──────── SOURCE DATA ────────
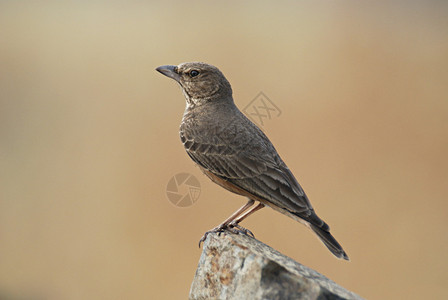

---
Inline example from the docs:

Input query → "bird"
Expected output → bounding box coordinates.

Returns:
[156,62,349,260]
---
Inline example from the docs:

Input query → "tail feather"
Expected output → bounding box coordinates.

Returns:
[310,224,349,261]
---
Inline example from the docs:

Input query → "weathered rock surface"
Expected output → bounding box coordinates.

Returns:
[189,232,362,300]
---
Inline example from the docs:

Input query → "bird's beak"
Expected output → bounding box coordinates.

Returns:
[156,65,180,82]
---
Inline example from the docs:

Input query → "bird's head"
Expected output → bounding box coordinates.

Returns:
[156,62,232,106]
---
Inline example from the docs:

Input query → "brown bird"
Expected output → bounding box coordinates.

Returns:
[156,62,349,260]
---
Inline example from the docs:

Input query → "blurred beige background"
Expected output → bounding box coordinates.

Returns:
[1,1,447,299]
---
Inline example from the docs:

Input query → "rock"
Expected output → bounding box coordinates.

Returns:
[189,232,362,300]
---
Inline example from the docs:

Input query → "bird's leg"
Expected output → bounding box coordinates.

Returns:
[229,202,265,237]
[231,202,265,224]
[199,199,255,247]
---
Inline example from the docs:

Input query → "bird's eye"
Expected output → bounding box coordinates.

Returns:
[189,70,200,77]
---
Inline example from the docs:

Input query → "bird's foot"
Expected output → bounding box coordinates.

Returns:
[198,225,227,247]
[198,223,255,247]
[228,222,255,238]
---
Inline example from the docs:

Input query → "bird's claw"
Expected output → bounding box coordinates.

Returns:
[198,223,255,247]
[229,223,255,238]
[198,226,226,247]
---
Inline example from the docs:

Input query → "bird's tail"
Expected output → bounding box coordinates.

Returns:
[310,224,349,261]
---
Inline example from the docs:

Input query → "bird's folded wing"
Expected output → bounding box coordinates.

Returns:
[184,139,314,216]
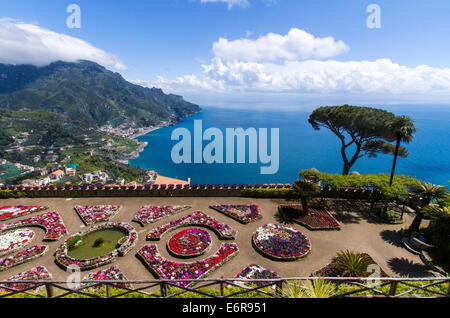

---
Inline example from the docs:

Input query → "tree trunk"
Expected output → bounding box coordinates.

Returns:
[342,163,351,175]
[437,223,450,263]
[408,212,424,234]
[389,137,401,187]
[301,197,309,214]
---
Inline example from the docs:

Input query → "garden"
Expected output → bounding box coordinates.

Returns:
[0,182,448,298]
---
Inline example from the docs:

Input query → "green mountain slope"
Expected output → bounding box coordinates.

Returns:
[0,60,201,127]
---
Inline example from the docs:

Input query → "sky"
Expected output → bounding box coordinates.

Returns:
[1,0,450,107]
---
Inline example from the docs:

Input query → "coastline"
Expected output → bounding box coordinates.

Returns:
[129,125,165,140]
[124,110,203,164]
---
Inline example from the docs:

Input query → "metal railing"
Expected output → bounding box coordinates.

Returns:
[0,276,448,298]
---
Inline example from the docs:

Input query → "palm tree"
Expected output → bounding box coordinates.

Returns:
[408,182,448,234]
[422,204,450,262]
[387,116,416,187]
[293,180,320,214]
[281,278,335,298]
[332,250,373,277]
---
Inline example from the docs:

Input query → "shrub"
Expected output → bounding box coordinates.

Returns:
[282,279,335,298]
[0,190,27,199]
[66,235,82,250]
[332,250,373,277]
[240,188,296,198]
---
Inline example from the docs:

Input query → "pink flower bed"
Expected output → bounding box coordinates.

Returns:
[167,228,211,258]
[55,222,138,271]
[0,211,68,241]
[210,205,262,224]
[278,205,340,230]
[0,206,48,221]
[133,205,191,226]
[0,228,35,257]
[0,266,52,292]
[146,211,237,241]
[75,205,121,225]
[82,266,132,290]
[137,243,239,287]
[0,245,48,271]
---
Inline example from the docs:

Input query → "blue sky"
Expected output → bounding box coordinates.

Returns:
[1,0,450,106]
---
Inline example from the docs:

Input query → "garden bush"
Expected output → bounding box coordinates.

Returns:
[240,188,295,198]
[0,190,27,199]
[66,235,82,250]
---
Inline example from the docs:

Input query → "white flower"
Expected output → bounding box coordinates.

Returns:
[0,228,35,252]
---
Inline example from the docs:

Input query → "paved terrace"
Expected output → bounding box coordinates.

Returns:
[0,197,431,282]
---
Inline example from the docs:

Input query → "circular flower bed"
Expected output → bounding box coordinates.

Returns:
[167,228,211,258]
[252,224,311,261]
[55,222,138,271]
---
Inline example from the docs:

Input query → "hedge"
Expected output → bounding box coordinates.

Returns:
[0,190,27,199]
[240,188,296,198]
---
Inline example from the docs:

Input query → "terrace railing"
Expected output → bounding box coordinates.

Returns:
[1,277,449,298]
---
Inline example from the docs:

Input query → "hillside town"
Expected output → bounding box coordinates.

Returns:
[0,158,190,187]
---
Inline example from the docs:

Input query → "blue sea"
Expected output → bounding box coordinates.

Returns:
[130,105,450,186]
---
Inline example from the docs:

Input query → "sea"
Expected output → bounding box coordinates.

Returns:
[130,105,450,186]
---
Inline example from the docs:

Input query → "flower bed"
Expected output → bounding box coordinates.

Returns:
[133,205,191,226]
[167,228,211,258]
[0,211,68,241]
[210,205,262,224]
[0,228,35,256]
[137,243,239,287]
[252,224,311,261]
[231,264,279,288]
[0,266,52,292]
[146,211,237,241]
[0,206,48,221]
[82,266,132,290]
[55,222,138,271]
[278,205,340,230]
[75,205,121,225]
[0,245,48,271]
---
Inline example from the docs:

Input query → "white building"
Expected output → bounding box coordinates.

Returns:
[82,173,94,184]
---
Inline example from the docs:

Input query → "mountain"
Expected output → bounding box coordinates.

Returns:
[0,60,201,128]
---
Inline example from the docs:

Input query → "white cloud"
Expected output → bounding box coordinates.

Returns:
[135,28,450,102]
[0,19,126,70]
[199,0,250,9]
[140,58,450,98]
[213,28,350,62]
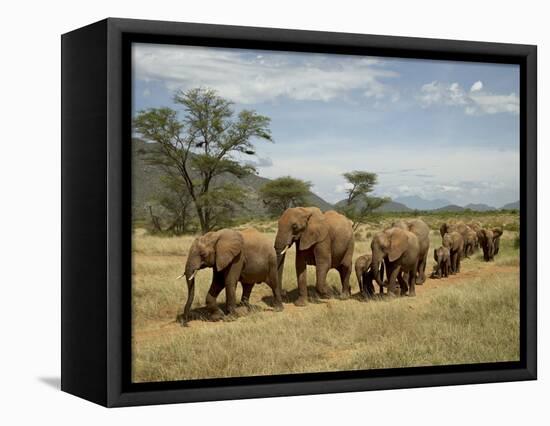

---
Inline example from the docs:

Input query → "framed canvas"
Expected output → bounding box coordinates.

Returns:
[61,18,537,407]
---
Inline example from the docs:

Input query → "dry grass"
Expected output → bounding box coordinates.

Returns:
[131,212,520,383]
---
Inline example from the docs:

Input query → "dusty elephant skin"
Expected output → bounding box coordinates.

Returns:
[179,228,283,323]
[371,227,420,297]
[274,207,354,306]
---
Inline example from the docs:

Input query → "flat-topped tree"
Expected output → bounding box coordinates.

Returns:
[260,176,313,217]
[134,88,273,233]
[339,170,389,230]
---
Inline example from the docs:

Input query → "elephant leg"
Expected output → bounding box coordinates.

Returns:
[386,264,400,296]
[356,269,363,295]
[379,262,386,294]
[363,271,375,299]
[295,253,308,306]
[450,252,457,274]
[205,279,224,321]
[240,283,254,307]
[337,263,352,299]
[416,252,428,285]
[224,265,241,316]
[315,262,332,299]
[408,264,418,296]
[397,271,408,296]
[268,265,284,312]
[456,252,462,273]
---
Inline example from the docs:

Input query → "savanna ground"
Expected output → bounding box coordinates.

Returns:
[132,211,520,383]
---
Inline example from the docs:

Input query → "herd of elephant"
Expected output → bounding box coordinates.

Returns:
[177,207,504,324]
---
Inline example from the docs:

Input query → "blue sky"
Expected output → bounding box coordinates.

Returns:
[132,43,520,207]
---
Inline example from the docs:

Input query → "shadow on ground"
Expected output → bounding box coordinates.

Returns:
[38,377,61,390]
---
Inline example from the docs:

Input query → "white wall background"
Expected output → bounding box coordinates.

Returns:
[0,0,545,424]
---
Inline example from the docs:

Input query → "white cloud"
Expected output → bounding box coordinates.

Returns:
[419,80,518,115]
[133,44,399,105]
[470,80,483,92]
[258,139,519,206]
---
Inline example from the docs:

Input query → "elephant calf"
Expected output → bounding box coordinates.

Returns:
[432,246,451,278]
[178,228,283,323]
[355,254,385,298]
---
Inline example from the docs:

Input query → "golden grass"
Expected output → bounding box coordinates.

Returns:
[131,213,520,383]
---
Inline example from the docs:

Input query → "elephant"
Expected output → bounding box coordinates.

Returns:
[467,222,482,249]
[463,228,478,258]
[477,227,503,261]
[371,227,420,297]
[442,231,464,274]
[178,228,283,323]
[355,254,385,298]
[274,207,354,306]
[432,246,451,278]
[492,227,504,255]
[393,219,430,284]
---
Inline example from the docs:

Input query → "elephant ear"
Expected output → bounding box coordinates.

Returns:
[492,227,503,238]
[215,230,244,271]
[388,229,408,262]
[299,208,329,250]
────────
» **WHAT THIS TASK INVOLVES**
Check each line of the data for "grass". Copy the lines where it turns up.

» **ANSWER TO THIS EXERCISE**
Input query → "dry grass"
Input query → "golden grass"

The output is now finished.